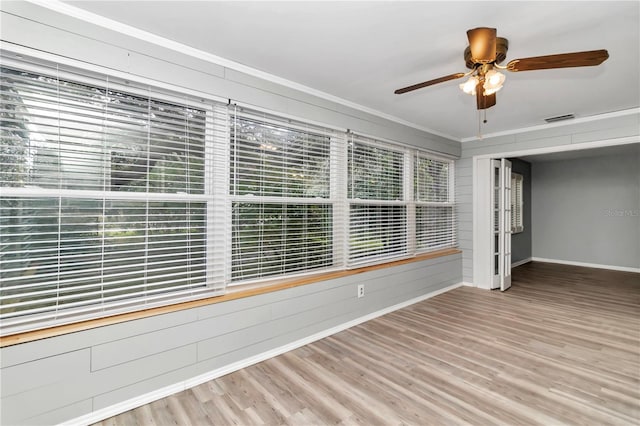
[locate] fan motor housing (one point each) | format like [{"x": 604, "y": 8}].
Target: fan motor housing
[{"x": 502, "y": 45}]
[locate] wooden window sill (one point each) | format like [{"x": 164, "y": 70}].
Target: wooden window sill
[{"x": 239, "y": 293}]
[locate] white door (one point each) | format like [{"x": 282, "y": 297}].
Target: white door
[{"x": 501, "y": 224}]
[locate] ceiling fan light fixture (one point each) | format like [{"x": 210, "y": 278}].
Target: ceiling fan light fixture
[
  {"x": 493, "y": 81},
  {"x": 469, "y": 87}
]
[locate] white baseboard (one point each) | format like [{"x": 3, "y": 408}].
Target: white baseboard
[
  {"x": 587, "y": 265},
  {"x": 149, "y": 397},
  {"x": 521, "y": 262}
]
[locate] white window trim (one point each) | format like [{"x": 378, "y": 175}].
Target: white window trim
[
  {"x": 217, "y": 169},
  {"x": 517, "y": 191}
]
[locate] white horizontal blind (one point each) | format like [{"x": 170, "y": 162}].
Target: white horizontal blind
[
  {"x": 103, "y": 196},
  {"x": 377, "y": 209},
  {"x": 282, "y": 212},
  {"x": 517, "y": 224},
  {"x": 435, "y": 207}
]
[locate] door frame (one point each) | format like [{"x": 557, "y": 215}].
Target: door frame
[{"x": 482, "y": 256}]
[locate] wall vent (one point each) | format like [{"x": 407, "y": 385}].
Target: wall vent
[{"x": 559, "y": 118}]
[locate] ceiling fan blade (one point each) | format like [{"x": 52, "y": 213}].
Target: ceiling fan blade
[
  {"x": 429, "y": 83},
  {"x": 564, "y": 60},
  {"x": 482, "y": 42},
  {"x": 482, "y": 101}
]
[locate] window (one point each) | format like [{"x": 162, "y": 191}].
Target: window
[
  {"x": 104, "y": 196},
  {"x": 435, "y": 208},
  {"x": 281, "y": 207},
  {"x": 517, "y": 224},
  {"x": 116, "y": 197},
  {"x": 377, "y": 206}
]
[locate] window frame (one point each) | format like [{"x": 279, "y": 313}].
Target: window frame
[
  {"x": 217, "y": 190},
  {"x": 517, "y": 203},
  {"x": 77, "y": 75}
]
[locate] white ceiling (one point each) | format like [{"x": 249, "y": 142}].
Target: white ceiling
[
  {"x": 627, "y": 150},
  {"x": 363, "y": 51}
]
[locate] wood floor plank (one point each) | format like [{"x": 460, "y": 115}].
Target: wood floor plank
[{"x": 562, "y": 346}]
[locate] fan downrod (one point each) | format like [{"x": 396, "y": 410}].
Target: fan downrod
[{"x": 502, "y": 45}]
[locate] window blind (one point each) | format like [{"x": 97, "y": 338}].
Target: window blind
[
  {"x": 282, "y": 210},
  {"x": 377, "y": 208},
  {"x": 435, "y": 207},
  {"x": 103, "y": 200}
]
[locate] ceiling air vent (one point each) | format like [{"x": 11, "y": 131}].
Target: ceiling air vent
[{"x": 559, "y": 118}]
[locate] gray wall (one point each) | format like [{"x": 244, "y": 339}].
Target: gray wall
[
  {"x": 521, "y": 242},
  {"x": 610, "y": 128},
  {"x": 56, "y": 379},
  {"x": 60, "y": 378},
  {"x": 588, "y": 210}
]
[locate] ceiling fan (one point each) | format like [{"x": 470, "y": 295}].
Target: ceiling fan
[{"x": 484, "y": 55}]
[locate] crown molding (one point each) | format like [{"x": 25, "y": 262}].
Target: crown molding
[
  {"x": 578, "y": 120},
  {"x": 128, "y": 30}
]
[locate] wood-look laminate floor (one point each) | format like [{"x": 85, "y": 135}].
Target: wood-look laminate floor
[{"x": 562, "y": 346}]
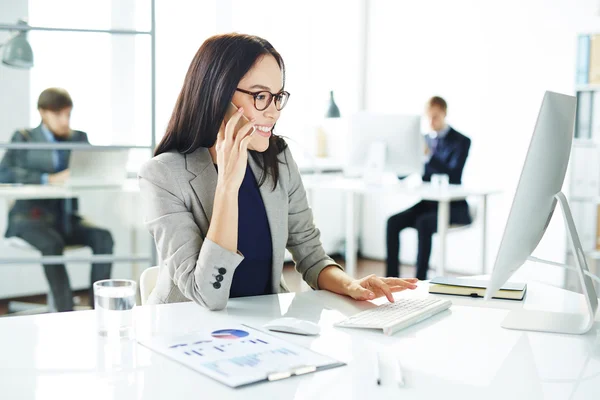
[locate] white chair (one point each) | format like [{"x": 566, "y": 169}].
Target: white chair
[{"x": 147, "y": 283}]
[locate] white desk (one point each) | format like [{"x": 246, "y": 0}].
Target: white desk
[
  {"x": 33, "y": 192},
  {"x": 462, "y": 353},
  {"x": 443, "y": 195}
]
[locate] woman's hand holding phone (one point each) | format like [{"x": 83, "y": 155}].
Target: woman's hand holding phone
[{"x": 232, "y": 151}]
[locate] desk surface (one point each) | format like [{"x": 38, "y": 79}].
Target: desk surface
[
  {"x": 462, "y": 353},
  {"x": 20, "y": 192},
  {"x": 425, "y": 190}
]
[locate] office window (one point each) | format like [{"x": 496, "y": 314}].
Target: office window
[{"x": 319, "y": 42}]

##########

● Task directions:
From the line that contains "[locate] white ceiling" to the end of the material above, output every line exactly, both ends included, but leave out any pictures.

● Result for this task:
[locate] white ceiling (one point each) | format like [{"x": 249, "y": 142}].
Target: white ceiling
[
  {"x": 627, "y": 150},
  {"x": 363, "y": 51}
]
[locate] wood floor plank (one point each) | format like [{"x": 460, "y": 115}].
Target: wood floor plank
[{"x": 562, "y": 346}]
[locate] fan downrod (one point each) | format like [{"x": 396, "y": 410}].
Target: fan downrod
[{"x": 502, "y": 45}]
[locate] window blind (one point each) | format like [{"x": 97, "y": 338}].
Target: window blind
[
  {"x": 282, "y": 210},
  {"x": 377, "y": 208},
  {"x": 435, "y": 207},
  {"x": 103, "y": 200}
]
[locate] ceiling air vent (one point each) | format like [{"x": 11, "y": 131}].
Target: ceiling air vent
[{"x": 559, "y": 118}]
[locate] gray wall (one point each) | format like [{"x": 244, "y": 339}].
Target: gray wall
[
  {"x": 521, "y": 242},
  {"x": 610, "y": 128},
  {"x": 56, "y": 379},
  {"x": 60, "y": 378},
  {"x": 588, "y": 210}
]
[locate] ceiling fan (one point each) | format like [{"x": 470, "y": 295}].
Target: ceiling fan
[{"x": 484, "y": 55}]
[locate] crown molding (one point each) | format like [{"x": 25, "y": 262}].
Target: crown molding
[
  {"x": 578, "y": 120},
  {"x": 128, "y": 30}
]
[locate] wood-look laminate floor (one point each) | format like [{"x": 85, "y": 135}].
Target: wood-look laminate floor
[{"x": 562, "y": 346}]
[locate] white chair (one point each) | format like [{"x": 566, "y": 169}].
Target: white chair
[{"x": 147, "y": 283}]
[locate] white desk (one point each) | format like [{"x": 246, "y": 0}].
Target: white desk
[
  {"x": 33, "y": 192},
  {"x": 462, "y": 353},
  {"x": 443, "y": 195}
]
[locate] woman's hand holding phone (one point each) | format like [{"x": 83, "y": 155}].
Target: woman's hand holding phone
[{"x": 232, "y": 151}]
[locate] desk surface (one point each) | format like [{"x": 38, "y": 79}].
Target: desk surface
[
  {"x": 462, "y": 353},
  {"x": 20, "y": 192},
  {"x": 425, "y": 190}
]
[locate] office window (one point each) | format like [{"x": 496, "y": 314}].
Target: office window
[{"x": 319, "y": 42}]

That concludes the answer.